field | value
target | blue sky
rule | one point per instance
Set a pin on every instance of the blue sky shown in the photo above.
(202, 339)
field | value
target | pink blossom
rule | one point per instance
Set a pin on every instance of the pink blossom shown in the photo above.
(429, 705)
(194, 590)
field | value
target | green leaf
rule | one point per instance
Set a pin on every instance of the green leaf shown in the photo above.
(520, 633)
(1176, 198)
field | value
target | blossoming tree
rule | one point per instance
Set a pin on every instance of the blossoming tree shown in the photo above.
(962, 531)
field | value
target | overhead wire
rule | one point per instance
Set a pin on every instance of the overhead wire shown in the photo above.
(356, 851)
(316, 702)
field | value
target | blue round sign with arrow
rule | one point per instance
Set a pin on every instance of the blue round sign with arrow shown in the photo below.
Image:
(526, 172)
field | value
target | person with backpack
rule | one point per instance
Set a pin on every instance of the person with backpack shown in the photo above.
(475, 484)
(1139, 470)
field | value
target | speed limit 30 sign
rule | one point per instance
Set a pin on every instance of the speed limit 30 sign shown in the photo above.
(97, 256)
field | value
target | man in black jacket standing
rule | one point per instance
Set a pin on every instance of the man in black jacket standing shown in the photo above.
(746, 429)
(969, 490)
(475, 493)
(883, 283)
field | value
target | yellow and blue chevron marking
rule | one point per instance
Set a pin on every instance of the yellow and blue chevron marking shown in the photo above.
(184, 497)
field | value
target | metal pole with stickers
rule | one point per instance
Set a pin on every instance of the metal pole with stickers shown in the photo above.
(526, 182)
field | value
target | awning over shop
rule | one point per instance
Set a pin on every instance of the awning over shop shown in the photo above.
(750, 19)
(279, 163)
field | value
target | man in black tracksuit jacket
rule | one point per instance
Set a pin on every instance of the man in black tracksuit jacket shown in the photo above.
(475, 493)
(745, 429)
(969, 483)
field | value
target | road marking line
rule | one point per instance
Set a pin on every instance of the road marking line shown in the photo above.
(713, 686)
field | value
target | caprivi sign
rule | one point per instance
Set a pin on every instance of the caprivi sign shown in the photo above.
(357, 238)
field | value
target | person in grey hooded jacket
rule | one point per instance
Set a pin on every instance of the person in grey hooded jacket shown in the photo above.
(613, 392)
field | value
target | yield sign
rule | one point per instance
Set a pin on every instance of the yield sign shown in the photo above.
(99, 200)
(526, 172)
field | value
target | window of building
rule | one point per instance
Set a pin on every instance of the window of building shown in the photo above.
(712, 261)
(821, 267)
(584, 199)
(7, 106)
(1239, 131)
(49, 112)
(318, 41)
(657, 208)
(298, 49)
________________________
INSTRUCTIONS FOR THE TASK - Your task is to return each line of the data above that contains the string "arrow".

ANSWER AREA -
target | blue round sign with arrow
Set a pin on every instance of the blue round sign with arrow shown in the photo below.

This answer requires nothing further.